### Entries provided
#####

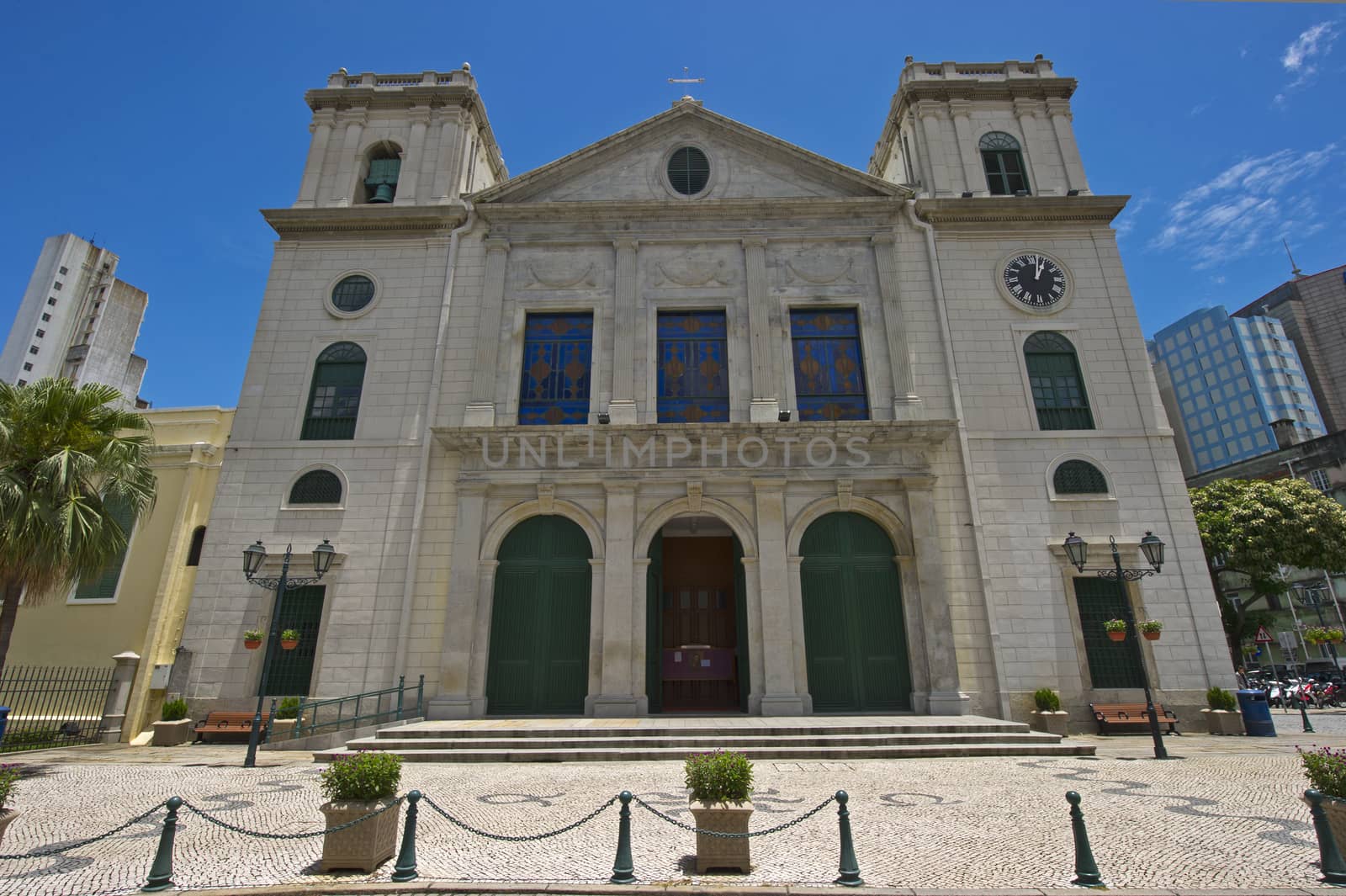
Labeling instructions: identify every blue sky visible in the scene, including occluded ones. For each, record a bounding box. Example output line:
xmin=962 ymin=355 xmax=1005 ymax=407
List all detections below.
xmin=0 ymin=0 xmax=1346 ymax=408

#####

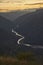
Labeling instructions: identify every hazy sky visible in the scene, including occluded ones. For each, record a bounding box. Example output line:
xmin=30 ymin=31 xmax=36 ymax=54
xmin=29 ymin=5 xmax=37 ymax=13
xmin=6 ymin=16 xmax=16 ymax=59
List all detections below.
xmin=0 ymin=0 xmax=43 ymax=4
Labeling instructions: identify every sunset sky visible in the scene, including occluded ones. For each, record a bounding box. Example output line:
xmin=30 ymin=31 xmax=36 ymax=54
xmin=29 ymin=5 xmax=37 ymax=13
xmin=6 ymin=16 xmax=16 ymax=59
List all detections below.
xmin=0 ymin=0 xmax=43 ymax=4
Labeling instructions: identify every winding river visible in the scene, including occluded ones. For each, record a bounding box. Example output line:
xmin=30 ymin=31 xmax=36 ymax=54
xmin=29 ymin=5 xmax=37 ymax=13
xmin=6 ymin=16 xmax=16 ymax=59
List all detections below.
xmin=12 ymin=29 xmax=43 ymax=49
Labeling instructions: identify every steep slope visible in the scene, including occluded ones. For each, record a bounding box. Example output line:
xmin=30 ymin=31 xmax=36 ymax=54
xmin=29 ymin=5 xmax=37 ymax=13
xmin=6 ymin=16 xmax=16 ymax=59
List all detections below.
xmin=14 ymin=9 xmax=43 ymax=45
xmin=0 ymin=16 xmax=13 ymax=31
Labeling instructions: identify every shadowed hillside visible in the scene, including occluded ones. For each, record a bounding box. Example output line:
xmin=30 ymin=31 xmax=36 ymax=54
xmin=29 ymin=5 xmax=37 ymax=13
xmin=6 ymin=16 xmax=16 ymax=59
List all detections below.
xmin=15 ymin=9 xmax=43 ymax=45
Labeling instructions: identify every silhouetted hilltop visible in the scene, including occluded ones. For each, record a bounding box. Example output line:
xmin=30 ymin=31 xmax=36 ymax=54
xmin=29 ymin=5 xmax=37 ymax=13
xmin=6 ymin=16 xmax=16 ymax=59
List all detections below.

#####

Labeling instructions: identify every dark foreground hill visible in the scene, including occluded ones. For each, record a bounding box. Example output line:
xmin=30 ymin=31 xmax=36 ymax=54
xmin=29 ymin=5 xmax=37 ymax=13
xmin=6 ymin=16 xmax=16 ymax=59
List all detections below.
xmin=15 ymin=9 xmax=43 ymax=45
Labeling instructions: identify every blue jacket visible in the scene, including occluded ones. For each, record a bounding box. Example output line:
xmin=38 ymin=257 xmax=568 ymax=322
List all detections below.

#####

### Work instructions
List every line of the records above that contains the word "blue". Case counts.

### Result of the task
Labeling instructions: identify every blue sky visible in the scene, including occluded ones. For each, record a bounding box. Example output line:
Labeling instructions: identify every blue jacket visible in the scene, including occluded ones. For each, record a bounding box. Example output line:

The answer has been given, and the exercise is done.